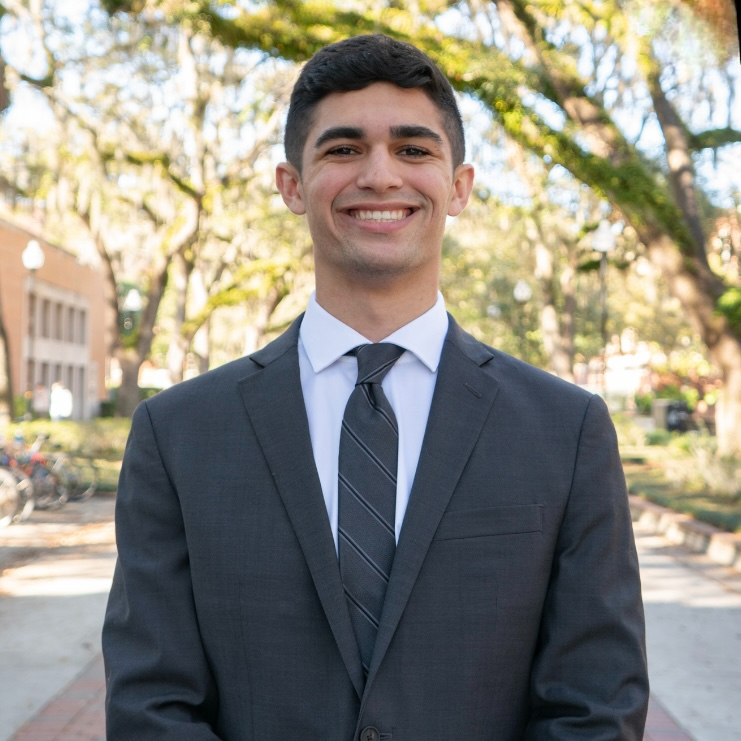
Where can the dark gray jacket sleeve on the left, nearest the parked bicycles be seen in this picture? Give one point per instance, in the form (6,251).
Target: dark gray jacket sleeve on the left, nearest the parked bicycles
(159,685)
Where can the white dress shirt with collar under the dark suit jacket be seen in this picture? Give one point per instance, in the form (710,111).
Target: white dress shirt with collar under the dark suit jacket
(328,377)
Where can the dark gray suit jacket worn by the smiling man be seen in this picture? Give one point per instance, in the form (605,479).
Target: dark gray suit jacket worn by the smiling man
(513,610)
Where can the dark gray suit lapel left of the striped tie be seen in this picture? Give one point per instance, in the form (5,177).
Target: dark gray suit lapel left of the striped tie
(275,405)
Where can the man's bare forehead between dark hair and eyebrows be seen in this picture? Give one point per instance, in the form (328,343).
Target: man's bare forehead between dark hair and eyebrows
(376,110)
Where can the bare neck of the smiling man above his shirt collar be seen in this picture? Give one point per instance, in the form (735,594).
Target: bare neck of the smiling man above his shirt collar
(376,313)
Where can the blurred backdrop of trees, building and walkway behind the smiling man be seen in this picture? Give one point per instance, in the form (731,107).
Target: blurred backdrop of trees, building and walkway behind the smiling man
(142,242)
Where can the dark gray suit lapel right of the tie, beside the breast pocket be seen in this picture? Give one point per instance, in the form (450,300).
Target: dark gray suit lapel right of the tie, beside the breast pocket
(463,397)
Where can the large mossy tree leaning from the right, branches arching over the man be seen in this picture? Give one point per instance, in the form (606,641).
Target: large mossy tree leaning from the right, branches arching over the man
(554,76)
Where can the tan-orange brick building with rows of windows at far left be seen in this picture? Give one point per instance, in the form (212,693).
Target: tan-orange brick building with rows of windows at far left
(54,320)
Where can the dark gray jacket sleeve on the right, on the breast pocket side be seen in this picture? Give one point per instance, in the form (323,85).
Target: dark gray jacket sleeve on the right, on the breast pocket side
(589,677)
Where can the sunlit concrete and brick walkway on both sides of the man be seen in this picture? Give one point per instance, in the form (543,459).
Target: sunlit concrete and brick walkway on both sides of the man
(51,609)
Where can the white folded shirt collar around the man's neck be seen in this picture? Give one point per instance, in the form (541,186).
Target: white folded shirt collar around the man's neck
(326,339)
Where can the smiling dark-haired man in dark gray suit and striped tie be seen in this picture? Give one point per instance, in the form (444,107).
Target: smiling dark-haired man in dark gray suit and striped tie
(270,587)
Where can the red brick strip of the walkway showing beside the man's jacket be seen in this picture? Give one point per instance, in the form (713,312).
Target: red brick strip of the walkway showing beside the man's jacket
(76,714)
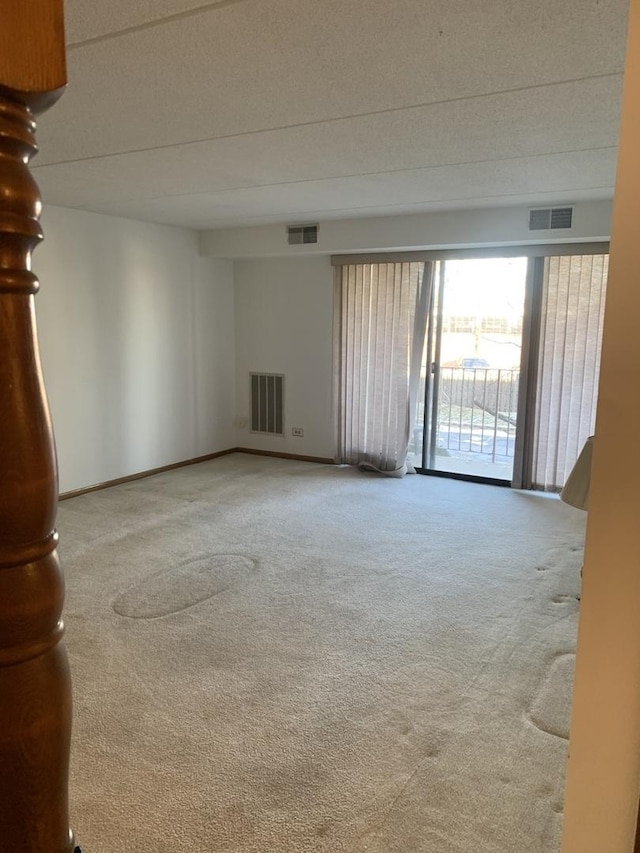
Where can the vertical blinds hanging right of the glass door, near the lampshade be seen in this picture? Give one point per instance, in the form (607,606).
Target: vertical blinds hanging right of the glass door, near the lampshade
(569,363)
* * * * * * * * *
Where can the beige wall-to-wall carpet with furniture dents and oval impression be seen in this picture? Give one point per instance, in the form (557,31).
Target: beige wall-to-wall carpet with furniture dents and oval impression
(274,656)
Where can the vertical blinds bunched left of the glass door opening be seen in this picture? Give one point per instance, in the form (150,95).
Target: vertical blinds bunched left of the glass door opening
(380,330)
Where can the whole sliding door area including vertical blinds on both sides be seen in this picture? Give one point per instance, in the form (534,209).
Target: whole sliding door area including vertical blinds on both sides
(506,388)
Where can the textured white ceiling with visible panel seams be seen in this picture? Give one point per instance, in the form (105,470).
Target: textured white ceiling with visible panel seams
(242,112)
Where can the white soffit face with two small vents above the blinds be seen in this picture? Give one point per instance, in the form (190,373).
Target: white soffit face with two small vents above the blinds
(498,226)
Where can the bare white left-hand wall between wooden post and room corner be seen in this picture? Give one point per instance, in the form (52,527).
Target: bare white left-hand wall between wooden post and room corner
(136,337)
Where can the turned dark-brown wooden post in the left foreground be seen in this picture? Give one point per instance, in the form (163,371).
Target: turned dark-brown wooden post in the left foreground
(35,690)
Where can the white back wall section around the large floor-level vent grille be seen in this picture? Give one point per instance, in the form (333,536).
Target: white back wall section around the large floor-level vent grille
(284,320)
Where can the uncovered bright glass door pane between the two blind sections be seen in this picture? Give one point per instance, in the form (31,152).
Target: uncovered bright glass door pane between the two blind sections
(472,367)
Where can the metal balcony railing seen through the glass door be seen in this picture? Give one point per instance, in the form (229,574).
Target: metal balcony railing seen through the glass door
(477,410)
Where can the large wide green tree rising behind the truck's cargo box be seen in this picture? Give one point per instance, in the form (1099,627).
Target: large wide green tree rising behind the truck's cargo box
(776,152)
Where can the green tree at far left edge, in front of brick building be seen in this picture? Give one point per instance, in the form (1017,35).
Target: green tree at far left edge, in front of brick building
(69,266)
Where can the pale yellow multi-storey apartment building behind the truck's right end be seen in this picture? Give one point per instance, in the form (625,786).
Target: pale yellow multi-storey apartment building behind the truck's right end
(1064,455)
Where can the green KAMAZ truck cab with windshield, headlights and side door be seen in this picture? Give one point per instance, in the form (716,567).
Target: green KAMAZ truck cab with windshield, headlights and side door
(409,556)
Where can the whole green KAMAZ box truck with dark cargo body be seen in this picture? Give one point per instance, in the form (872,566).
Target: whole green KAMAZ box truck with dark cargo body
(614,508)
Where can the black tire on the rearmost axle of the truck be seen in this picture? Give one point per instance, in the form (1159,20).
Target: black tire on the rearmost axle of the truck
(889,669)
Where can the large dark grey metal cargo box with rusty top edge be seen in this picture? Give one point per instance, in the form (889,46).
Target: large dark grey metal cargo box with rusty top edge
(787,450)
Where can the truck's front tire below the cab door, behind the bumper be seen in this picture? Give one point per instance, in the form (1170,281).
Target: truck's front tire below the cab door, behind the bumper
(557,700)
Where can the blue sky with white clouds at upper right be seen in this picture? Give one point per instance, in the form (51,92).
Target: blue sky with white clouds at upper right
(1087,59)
* * * * * * * * *
What you are asked to do — When the line with "Where can the dark gray jacket sleeve on the left, nearest" is reached in the data above, begin copying, and stop after the line with "Where can the dark gray suit jacket"; copy each line exactly, both ends included.

Solution to this problem —
Where can the dark gray jacket sleeve on the left, nearest the parked bicycles be seen in this picture? Give one point per instance, in the form (6,251).
Target: dark gray jacket sleeve on the left, nearest the parked bicycles
(159,685)
Where can the white dress shirt with collar under the dark suit jacket be seen in this picture? Give one point per instance, in the form (710,111).
Target: white dress shirt with collar under the dark suit jacket
(328,377)
Where can the dark gray suit jacket worn by the smiling man be seen in this picture? Give one point per instance, in the form (605,479).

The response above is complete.